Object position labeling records
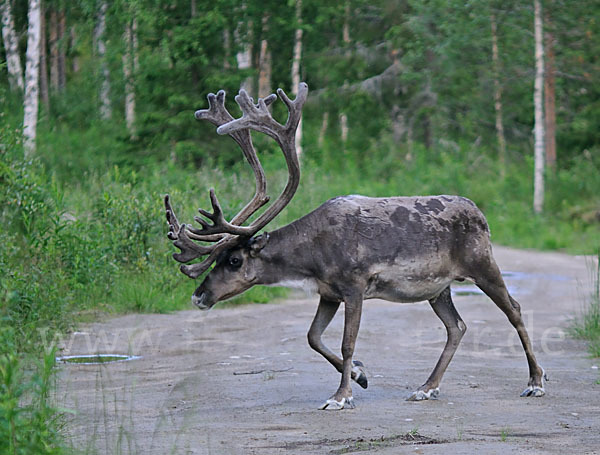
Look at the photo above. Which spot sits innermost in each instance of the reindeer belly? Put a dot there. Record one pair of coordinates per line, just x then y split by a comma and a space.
403, 286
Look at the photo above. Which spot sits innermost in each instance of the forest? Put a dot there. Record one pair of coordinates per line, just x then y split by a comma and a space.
497, 101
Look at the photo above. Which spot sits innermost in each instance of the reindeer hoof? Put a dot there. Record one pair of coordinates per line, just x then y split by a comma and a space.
334, 405
533, 391
360, 375
420, 395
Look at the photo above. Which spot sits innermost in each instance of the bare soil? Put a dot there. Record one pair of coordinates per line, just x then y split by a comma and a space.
243, 380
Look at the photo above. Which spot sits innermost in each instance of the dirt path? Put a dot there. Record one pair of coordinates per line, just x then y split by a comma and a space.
186, 394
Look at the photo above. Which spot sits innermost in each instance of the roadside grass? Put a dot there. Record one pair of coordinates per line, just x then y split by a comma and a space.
29, 423
587, 325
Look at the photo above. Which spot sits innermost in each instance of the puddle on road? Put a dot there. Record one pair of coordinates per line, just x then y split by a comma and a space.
95, 359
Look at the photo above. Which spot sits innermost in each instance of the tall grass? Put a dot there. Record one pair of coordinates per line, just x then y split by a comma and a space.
29, 424
587, 326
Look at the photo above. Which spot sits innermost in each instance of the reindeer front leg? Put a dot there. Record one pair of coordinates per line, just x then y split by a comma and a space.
352, 312
325, 313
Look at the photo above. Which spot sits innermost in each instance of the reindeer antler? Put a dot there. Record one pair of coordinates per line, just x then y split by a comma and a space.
214, 227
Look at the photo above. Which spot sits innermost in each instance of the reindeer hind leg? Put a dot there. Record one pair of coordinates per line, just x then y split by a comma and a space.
489, 280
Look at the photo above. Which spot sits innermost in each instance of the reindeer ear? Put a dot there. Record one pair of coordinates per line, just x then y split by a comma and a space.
258, 243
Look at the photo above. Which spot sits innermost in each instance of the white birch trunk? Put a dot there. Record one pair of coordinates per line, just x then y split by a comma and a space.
11, 45
105, 109
244, 56
129, 70
323, 131
346, 40
32, 74
53, 29
264, 61
296, 70
498, 98
538, 179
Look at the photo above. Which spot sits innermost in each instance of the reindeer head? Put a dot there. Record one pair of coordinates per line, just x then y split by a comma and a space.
229, 243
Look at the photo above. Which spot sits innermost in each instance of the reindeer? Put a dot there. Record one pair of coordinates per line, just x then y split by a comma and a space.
351, 248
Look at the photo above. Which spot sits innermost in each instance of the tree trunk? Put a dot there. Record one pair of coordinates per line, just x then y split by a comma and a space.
226, 49
296, 69
264, 61
538, 179
323, 130
244, 55
11, 47
498, 98
105, 108
32, 72
550, 96
54, 49
44, 93
62, 55
129, 70
74, 56
346, 40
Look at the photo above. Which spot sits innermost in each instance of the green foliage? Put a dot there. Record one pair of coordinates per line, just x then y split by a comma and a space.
28, 422
587, 326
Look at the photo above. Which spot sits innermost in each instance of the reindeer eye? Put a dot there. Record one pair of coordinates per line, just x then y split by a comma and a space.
235, 261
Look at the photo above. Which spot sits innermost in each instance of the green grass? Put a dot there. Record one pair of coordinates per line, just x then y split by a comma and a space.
29, 424
587, 325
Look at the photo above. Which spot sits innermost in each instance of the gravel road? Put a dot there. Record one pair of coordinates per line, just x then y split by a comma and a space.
243, 380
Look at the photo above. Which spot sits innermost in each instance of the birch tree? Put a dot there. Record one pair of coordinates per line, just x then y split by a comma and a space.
130, 64
296, 69
244, 55
32, 73
44, 90
549, 93
346, 39
99, 30
538, 179
11, 47
498, 97
264, 62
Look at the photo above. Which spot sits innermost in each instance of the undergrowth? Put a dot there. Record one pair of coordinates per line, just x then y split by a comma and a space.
587, 325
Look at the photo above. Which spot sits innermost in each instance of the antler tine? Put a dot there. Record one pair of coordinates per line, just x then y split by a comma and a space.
195, 270
214, 226
179, 235
258, 117
218, 115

— Your objective —
Convert every line from the one containing "of the birch" through the end of the records into a JSON list of strings, one string per line, omitting blank lines.

— Task answer —
[
  "Look at the photo above. Which spot sits innermost in each instance of the birch tree? Put a dot there. Record one pair of coordinates per line, just x then y split by a comma and a space.",
  "130, 64",
  "296, 69",
  "244, 55",
  "32, 73",
  "44, 90",
  "549, 93",
  "346, 39",
  "99, 30",
  "538, 179",
  "11, 47",
  "498, 97",
  "264, 62",
  "Look at the photo above. Which spot sits innermost in each instance of the undergrowth? Put a dot there. Record one pair of coordinates per line, just x then y split by a comma and a space.",
  "587, 325",
  "Look at the photo above. Which spot sits innermost in each instance of the antler tine? Put a dot there. Record one pair of coordinates per line, just x then y split by a comma and a space.",
  "195, 270",
  "214, 226",
  "179, 235",
  "258, 117",
  "218, 115"
]